▶ **GIVEN TEXT**:
We are now going to create three different tables in Excel, each one representing a different material.

The tables will need to be formatted in the following layout:

Figure 4. An Excel spreadsheet layout of a standard steel sheet metal gauge table.

Figure 5. An Excel spreadsheet layout of a galvanized steel sheet metal gauge table.

Figure 6. An Excel spreadsheet layout of an aluminum sheet metal gauge table.

In Figures 4, 5 and 6, we can see the appropriate Excel layout for a sheet metal gauge tablet utilized by the SOLIDWORKS software. Keep in mind that once you make one Excel spreadsheet, you can “save as” and change the values for the next material.

We will save all of these Excel spreadsheets into one folder. I will use a folder in my C drive.

Location of the sheet metal gauge tables in an Excel format.

Now that we have saved the Excel spreadsheets into one single folder, we need to point to this folder in the SOLIDWORKS software. We launch the SOLIDWORKS software, and choose OPTIONS>SYSTEM OPTIONS>FILE LOCATIONS. From the pull-down menu, we choose “Sheet Metal Gauge Tables” and then point to the appropriate folder.

Pointing SOLIDWORKS to the folder containing the sheet metal gauge tables.

Next we will utilize our sheet metal gauge tables in a new SOLIDWORKS sheet metal design.

Using Sheet Metal Gauge Tables in SOLIDWORKS

We have now created the sheet metal gauge tables in Excel in the appropriate format. We have saved the tables into a folder in Windows, and we have pointed SOLIDWORKS to this folder. We are now ready to use these sheet metal gauge tables. Our sheet metal design will use the following specifications: 10ga Aluminum U-Channel with the dimensions 1.5 x 6 x 10 inches long.

We will start by creating a simple sheet metal design with a three-line sketch.

Simple three-line sketch to test our sheet metal gauge tables.

Next we will choose the command Base Flange/Tab from the sheet metal toolbar.

Beginning the Base Flange/Tab command.

We will now input a depth of 10 inches for our sample sheet metal part.

We set direction 1 to utilize a blind depth of 10 inches.

At this point, we would have to answer our three questions from above:

1. What is the wall thickness for 10ga aluminum?
2. What should I use as a bend radius?
3. What is the K-factor?

We have agreed that we will be using a K-factor of 0.5, so let’s focus on the other two questions.

▶ **EXCERPTED RECORDS**:
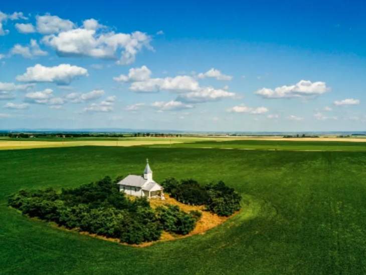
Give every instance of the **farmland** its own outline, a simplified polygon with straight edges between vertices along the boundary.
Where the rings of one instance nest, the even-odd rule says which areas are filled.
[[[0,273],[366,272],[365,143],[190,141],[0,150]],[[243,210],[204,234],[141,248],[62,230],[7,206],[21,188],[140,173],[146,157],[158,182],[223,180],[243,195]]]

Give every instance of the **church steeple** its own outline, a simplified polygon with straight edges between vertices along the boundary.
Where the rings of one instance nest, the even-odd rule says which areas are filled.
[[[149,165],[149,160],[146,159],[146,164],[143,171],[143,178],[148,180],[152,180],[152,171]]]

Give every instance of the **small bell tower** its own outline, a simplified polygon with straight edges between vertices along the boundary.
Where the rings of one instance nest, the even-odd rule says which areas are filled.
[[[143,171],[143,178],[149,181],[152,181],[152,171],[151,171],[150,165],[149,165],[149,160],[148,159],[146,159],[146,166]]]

---

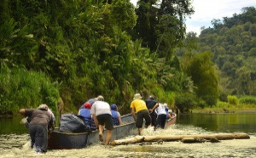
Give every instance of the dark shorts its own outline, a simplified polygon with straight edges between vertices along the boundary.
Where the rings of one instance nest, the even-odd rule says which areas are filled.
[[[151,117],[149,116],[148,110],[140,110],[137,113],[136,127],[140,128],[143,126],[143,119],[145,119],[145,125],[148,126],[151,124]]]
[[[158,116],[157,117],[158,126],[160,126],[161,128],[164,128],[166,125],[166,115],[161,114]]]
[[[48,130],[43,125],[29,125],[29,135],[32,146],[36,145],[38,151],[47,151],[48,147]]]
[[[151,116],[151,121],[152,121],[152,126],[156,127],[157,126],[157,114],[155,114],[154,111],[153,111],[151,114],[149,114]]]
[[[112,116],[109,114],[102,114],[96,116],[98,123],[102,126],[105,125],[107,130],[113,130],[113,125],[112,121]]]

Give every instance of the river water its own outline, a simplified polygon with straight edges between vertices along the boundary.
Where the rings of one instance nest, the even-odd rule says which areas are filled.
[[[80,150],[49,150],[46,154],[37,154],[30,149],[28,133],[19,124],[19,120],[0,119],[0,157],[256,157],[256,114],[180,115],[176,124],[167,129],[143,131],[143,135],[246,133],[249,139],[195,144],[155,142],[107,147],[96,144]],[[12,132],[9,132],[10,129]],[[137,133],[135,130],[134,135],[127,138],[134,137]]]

▶ **TASK OBJECTIVE**:
List every material for which the sheet metal gauge table tutorial shows an Excel table layout.

▶ **WRITTEN SOLUTION**:
Standard steel, galvanized steel, aluminum